Given data:
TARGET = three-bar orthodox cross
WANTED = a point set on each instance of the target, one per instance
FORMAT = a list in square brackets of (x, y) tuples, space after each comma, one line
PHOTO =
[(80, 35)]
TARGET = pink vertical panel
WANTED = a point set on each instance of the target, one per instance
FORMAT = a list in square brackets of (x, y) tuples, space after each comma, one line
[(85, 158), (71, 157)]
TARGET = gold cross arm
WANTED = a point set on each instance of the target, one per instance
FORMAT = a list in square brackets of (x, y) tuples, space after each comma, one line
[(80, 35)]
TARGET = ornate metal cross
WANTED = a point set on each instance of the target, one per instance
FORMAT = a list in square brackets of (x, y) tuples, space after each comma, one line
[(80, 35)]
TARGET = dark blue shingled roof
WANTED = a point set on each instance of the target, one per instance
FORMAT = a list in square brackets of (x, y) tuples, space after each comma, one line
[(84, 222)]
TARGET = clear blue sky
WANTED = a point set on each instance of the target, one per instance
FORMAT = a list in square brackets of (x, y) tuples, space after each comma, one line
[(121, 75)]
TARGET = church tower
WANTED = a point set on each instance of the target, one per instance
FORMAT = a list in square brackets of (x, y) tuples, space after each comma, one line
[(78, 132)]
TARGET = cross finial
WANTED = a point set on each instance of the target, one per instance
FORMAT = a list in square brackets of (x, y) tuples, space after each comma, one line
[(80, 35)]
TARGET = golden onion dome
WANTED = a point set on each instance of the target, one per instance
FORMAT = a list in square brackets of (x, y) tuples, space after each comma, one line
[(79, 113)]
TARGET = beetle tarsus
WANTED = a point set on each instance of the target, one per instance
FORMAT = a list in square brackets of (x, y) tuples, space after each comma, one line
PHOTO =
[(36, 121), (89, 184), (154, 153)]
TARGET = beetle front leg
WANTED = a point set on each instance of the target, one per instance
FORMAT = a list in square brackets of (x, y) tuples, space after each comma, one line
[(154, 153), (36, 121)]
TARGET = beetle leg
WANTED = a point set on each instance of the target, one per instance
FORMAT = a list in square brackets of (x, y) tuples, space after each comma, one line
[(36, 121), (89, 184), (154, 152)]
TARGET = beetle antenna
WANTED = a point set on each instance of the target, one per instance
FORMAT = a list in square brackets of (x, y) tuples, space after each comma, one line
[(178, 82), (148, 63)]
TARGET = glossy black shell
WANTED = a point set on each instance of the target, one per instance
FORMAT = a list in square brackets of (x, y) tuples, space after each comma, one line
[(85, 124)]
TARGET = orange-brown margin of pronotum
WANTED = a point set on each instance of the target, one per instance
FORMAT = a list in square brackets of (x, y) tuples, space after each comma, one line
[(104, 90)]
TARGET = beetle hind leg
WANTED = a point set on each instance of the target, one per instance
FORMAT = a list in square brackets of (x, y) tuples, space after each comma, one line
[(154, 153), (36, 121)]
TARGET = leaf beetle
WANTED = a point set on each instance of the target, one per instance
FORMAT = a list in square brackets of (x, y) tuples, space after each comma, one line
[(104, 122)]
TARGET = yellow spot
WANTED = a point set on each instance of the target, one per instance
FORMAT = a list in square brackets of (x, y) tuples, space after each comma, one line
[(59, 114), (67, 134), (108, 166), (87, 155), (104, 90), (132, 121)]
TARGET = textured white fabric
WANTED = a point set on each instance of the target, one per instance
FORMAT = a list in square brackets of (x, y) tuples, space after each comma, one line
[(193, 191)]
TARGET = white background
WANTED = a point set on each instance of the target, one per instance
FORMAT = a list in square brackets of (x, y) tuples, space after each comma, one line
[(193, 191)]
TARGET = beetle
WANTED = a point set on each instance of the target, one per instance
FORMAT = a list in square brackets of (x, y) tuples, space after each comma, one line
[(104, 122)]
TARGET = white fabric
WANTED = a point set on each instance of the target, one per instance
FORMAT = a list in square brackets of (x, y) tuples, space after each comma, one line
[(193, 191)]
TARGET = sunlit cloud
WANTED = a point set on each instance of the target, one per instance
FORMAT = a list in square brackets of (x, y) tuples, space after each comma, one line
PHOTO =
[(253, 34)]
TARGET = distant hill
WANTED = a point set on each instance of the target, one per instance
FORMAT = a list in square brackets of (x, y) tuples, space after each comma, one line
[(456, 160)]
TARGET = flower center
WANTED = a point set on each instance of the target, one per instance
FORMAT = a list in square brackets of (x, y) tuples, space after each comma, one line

Action item: Filter the records above and return every line that holds the word "blue".

Result of the exercise:
TARGET = dark blue shingled roof
TARGET = clear blue sky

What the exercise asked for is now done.